| Exercise input |
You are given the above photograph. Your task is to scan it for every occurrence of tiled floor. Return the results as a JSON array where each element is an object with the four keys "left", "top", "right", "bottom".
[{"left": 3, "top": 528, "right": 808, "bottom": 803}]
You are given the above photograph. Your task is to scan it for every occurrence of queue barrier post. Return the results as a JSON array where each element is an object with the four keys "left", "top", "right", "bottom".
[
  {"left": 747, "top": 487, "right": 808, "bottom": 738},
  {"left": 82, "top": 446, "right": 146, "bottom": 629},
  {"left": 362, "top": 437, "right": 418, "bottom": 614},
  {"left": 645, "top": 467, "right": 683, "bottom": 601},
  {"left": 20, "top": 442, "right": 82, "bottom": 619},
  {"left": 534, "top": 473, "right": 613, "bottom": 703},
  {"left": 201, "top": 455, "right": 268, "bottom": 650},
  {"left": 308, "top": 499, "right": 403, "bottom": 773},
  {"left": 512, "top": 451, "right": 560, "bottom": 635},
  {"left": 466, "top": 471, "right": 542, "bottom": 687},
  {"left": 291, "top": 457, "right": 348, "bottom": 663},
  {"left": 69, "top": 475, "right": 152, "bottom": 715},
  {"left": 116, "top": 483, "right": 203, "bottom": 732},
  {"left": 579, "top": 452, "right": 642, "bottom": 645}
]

| What the exercise asks |
Repeat the data exactly. Omit nothing.

| Output |
You are given the above photograph. Your task is to scan it for every occurrence of tiled floor. Return the results as a JSON array where each element is an object with the four keys "left", "top", "right", "bottom".
[{"left": 3, "top": 528, "right": 808, "bottom": 803}]
You are given the above photograph. Your task is to scan it for every occurrence of queue barrier post. Return the results as a JSON array where each element is an object with the four keys "left", "top", "right", "bottom".
[
  {"left": 747, "top": 487, "right": 808, "bottom": 738},
  {"left": 82, "top": 446, "right": 146, "bottom": 629},
  {"left": 362, "top": 437, "right": 418, "bottom": 614},
  {"left": 645, "top": 467, "right": 683, "bottom": 601},
  {"left": 20, "top": 442, "right": 82, "bottom": 619},
  {"left": 534, "top": 473, "right": 613, "bottom": 703},
  {"left": 201, "top": 455, "right": 268, "bottom": 650},
  {"left": 308, "top": 499, "right": 403, "bottom": 773},
  {"left": 512, "top": 451, "right": 560, "bottom": 635},
  {"left": 466, "top": 471, "right": 542, "bottom": 687},
  {"left": 291, "top": 457, "right": 348, "bottom": 663},
  {"left": 69, "top": 475, "right": 152, "bottom": 715},
  {"left": 116, "top": 483, "right": 203, "bottom": 732},
  {"left": 579, "top": 452, "right": 642, "bottom": 645}
]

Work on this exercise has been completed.